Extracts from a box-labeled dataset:
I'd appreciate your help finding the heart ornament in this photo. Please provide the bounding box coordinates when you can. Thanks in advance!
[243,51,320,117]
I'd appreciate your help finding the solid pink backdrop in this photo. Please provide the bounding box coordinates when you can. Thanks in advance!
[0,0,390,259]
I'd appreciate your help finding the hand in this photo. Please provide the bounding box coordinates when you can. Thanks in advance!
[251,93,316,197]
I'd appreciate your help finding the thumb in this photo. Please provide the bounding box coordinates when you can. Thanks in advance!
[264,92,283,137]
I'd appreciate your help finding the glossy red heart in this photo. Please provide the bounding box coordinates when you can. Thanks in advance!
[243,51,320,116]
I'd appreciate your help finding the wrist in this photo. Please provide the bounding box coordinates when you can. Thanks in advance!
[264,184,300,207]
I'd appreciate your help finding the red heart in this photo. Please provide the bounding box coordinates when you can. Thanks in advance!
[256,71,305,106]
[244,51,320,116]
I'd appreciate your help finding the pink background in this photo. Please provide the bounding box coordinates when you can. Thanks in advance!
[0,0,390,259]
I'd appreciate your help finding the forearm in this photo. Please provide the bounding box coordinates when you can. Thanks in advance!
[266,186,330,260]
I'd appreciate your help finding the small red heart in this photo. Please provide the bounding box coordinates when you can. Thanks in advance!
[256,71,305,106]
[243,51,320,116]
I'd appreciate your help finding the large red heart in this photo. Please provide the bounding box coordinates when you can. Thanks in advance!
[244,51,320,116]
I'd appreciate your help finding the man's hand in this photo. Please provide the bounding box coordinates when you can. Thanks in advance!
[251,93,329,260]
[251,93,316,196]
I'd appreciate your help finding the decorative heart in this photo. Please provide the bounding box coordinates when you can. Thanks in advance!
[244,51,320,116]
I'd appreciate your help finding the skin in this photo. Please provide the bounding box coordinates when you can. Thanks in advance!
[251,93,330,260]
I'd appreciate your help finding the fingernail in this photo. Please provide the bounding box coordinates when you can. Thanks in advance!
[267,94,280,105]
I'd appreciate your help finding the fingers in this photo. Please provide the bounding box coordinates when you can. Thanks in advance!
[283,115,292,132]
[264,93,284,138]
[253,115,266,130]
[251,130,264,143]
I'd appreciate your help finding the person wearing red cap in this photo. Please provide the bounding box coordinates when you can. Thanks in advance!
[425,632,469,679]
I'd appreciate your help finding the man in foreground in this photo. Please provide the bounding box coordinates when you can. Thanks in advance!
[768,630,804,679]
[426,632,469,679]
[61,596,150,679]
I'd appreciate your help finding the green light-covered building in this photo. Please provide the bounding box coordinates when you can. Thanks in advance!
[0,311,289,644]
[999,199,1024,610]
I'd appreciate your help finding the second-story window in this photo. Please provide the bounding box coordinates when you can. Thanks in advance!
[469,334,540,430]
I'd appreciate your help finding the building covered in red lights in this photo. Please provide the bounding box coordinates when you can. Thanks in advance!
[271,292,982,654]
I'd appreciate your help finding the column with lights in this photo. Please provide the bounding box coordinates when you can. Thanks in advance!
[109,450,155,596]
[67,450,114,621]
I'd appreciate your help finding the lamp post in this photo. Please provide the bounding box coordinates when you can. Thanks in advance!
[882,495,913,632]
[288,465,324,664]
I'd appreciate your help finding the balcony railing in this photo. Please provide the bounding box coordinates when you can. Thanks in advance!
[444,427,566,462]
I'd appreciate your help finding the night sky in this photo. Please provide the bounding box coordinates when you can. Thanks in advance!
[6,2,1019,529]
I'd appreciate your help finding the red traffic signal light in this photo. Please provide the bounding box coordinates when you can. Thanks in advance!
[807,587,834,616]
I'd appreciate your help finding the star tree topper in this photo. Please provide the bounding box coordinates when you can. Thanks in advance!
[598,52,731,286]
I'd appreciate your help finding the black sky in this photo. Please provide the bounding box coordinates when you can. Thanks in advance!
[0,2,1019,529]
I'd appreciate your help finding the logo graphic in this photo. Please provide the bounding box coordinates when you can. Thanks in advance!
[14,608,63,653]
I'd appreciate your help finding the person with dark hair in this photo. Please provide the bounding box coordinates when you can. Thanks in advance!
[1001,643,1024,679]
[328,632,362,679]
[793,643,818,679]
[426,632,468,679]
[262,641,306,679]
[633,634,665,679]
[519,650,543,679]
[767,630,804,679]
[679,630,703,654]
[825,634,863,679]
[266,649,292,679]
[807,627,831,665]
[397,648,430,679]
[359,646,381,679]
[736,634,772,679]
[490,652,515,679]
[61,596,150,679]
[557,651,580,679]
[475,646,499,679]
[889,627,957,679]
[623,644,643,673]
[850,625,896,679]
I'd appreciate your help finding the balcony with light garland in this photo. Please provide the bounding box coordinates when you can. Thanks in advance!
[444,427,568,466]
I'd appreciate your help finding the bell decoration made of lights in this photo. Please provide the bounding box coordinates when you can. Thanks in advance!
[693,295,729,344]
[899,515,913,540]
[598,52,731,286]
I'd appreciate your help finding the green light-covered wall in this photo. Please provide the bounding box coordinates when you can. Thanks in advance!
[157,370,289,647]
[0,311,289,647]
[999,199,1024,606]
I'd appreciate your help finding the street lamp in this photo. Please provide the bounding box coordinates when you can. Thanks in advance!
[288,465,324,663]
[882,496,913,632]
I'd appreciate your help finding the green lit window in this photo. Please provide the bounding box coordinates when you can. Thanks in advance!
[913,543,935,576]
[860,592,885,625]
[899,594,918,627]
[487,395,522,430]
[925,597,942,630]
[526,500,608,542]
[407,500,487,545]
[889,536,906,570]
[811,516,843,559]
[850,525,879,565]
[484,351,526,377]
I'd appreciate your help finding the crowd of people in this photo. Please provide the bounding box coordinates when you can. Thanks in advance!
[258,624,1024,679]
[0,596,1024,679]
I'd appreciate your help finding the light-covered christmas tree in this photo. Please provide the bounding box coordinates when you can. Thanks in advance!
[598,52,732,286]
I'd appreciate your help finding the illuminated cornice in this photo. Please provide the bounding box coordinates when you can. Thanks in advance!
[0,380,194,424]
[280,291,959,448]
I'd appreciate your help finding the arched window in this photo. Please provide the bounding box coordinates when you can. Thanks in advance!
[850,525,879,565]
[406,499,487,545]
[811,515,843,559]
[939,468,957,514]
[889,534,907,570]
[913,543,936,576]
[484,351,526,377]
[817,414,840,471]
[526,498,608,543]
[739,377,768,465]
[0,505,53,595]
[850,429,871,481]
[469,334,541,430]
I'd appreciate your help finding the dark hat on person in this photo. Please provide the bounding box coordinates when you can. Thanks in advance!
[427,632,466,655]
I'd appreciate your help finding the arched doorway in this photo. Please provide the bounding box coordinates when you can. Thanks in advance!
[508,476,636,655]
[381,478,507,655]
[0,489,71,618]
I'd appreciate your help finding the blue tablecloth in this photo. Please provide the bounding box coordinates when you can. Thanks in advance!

_Short exercise_
Repeat every one of the entries above word for word, leaving nothing out and changing nothing.

_The output_
I'd appreciate your help finding the heart ornament in this photo. Please provide the bounding box coordinates when you can. Thanks in advance!
[243,51,320,117]
I'd appreciate your help finding the solid pink backdrop in this photo. Please provide the bounding box coordinates when you can. Thanks in advance!
[0,0,390,259]
I'd appreciate your help finding the hand in this photo. Please provide the bounding box coordinates when you can. Thanks in advance!
[251,93,316,197]
I'd appreciate your help finding the thumb in this photo. Please provide the bounding box coordinates when you can. Thanks in advance!
[264,92,283,137]
I'd appreciate your help finding the glossy red heart in this photo. Please provide the bounding box coordinates when you can. Thanks in advance!
[243,51,320,116]
I'd appreciate your help finding the wrist in this photo. Please provide the bounding box coordinates when you can. Thanks in advance!
[264,184,300,207]
I'd appreciate your help finding the red heart in this photo. Please provide the bounding box coordinates when you can. Thanks in advance!
[256,71,305,106]
[244,51,320,116]
I'd appreciate your help finding the pink background in this photo. Please provide the bounding box coordinates when you can. Thanks in advance!
[0,0,390,259]
I'd appreciate your help finding the forearm in this photo. Please provide the bounding box coordinates when you can. Thanks in advance!
[266,186,330,260]
I'd appreciate your help finding the small red heart in this photo. Please provide the bounding box coordinates when you can. Thanks in advance!
[256,71,305,106]
[243,51,320,116]
I'd appreciate your help finding the large red heart in this photo. Please provide the bounding box coordinates when you can. Thanks in advance!
[244,51,320,116]
I'd appreciate your help finding the man's hand in this photo. Please provide the bounding box coordinates when you can. Thanks in advance!
[251,93,329,260]
[251,93,316,196]
I'd appreciate your help finding the decorative heart in this photo. Please provide the bounding box coordinates when you can. Thanks in advance!
[244,51,320,116]
I'd appreciate your help finding the skin in this photo. Please provide the bounding box coordinates when you can. Thanks in advance!
[251,93,330,260]
I'd appreciate your help finding the fingernail in this photo. Please provide the bounding box coordinates when you can. Thanks in advance!
[267,94,280,105]
I'd appreciate your help finding the fingers in this photo. Please provide the bounding box coordinates when you can. Thanks in advance!
[283,115,292,132]
[264,93,284,138]
[253,115,266,130]
[251,130,264,143]
I'd appreciate your help finding the person wearing red cap in this photo. Please provide the bounding box coordinates when you can. Thanks in advance!
[425,632,469,679]
I'd appreciate your help finding the man in foreground in this photo. Please provide the bounding box coordinates when you can. Thanks in advance!
[768,630,804,679]
[426,632,469,679]
[61,596,150,679]
I'd appreciate your help finding the green light-covered building in this photo. Please provide the bounding box coordinates when you can. Thanks in advance!
[0,311,289,644]
[999,199,1024,610]
I'd appreciate your help finding the second-story window in this photo. Please provide the bounding box coordinates when you can. Thanks in advance!
[469,334,540,430]
I'd appreciate your help finding the building covered in red lights in this photo. Please provide the bounding box coordinates when you can. Thanks in advance!
[271,292,982,654]
I'd appreciate your help finding the column with lights in this photo. Please provide the bounding box coordinates when you can. Thanks in advance!
[109,450,155,596]
[67,450,114,621]
I'd appreciate your help finding the lamp post in this photo. Please provide the bounding box coordinates when you can. Thanks in advance!
[882,495,913,632]
[288,465,324,664]
I'd appreciate your help finding the balcony railing in this photo. Please provide the bounding box coordinates when you can. Thanks in advance!
[444,427,566,462]
I'd appreciate your help finding the night sky in this photo. Please provide the bounding box coordinates when you can. Thanks in advance!
[6,2,1019,529]
I'd appreciate your help finding the red traffic signal light in this photo. Please provide the bounding box coordinates when you can. Thanks in advance!
[807,587,834,616]
I'd appreciate your help finding the star tree topper in this photo. Please provide the bounding box coordinates when you can. Thanks in advance!
[598,52,731,286]
I'd appreciate your help finding the black sky in this photo. Please provide the bounding box coordinates when you can. Thanks in advance!
[0,2,1019,529]
I'd appreciate your help finding the logo graphic in this photo. Please provide the bounding box coordinates when you can. Thanks in advance!
[14,608,63,653]
I'd appreciate your help finding the person with dark hair in this photo. Please provide the bounding box coordinates when you can. Thanks in advance!
[1001,643,1024,679]
[328,632,362,679]
[793,643,818,679]
[426,632,468,679]
[262,641,306,679]
[633,634,665,679]
[519,650,543,679]
[767,630,804,679]
[679,630,703,654]
[825,634,863,679]
[266,649,292,679]
[807,627,831,665]
[397,648,430,679]
[359,646,381,679]
[736,634,772,679]
[490,652,515,679]
[61,596,150,679]
[557,651,580,679]
[475,646,499,679]
[889,627,957,679]
[623,644,643,673]
[850,625,896,679]
I'd appreciate your help finding the balcony with light garland in this photo. Please provide the bounding box coordinates when you can. Thanks in advance!
[444,427,568,466]
I'd appreciate your help finding the bell decoration made of lights in this photo. Please provide the bounding box coordinates when you can. Thanks in advance!
[693,295,729,344]
[899,515,913,540]
[598,52,731,286]
I'd appreciate your help finding the green light-covered wall in this photo. Please provide the bounding box coordinates when you can. Thanks in advance!
[157,370,289,647]
[0,311,289,647]
[999,199,1024,606]
I'd appreciate your help finding the street lamp in this photo. Please provide the bounding box coordinates when you can. Thanks in advance!
[288,465,324,663]
[882,496,913,632]
I'd appreciate your help finding the green lit window in this photo. Please provide the bounding box coordinates when you can. Thanks in advance!
[913,543,935,576]
[860,592,885,625]
[899,594,918,627]
[487,395,522,430]
[925,597,942,630]
[526,500,608,542]
[407,500,487,545]
[889,536,906,570]
[811,516,843,559]
[850,525,879,565]
[484,351,526,377]
I'd appreciate your help finding the crowd of people in this photo. Please provide the bounding box coordinates when you can. Thanks in advance!
[258,624,1024,679]
[0,596,1024,679]
I'd appreciate your help finding the light-covered christmas tree in this photo. Please provide the bounding box coordinates when you can. Thanks in advance!
[598,52,732,286]
I'd appreciate your help finding the illuminated cornice in this photo. Please provide the bounding box coordinates when you can. Thanks in advance!
[0,380,194,424]
[280,291,959,448]
I'd appreciate your help finding the arched window in this photo. Please provide the bounding box coordinates when you can. Thanks in advance!
[850,525,879,565]
[406,499,487,545]
[811,515,843,559]
[939,468,957,514]
[889,534,907,570]
[913,543,936,576]
[484,351,526,377]
[817,414,840,471]
[526,498,608,543]
[739,377,768,465]
[0,505,53,595]
[850,429,871,481]
[469,334,541,430]
I'd appreciate your help finding the dark hat on person in this photo. Please provide the bounding box coordinates when you can. Thanks in advance!
[427,632,466,655]
I'd appreciate your help finding the arched doorway in this photo. Please provide the bounding box coordinates when you can. Thanks in advance!
[508,476,636,655]
[381,478,507,655]
[0,489,71,618]
I'd appreciate your help finding the blue tablecloth in this photo. Please provide the bounding box coordinates when you can. Thanks in advance!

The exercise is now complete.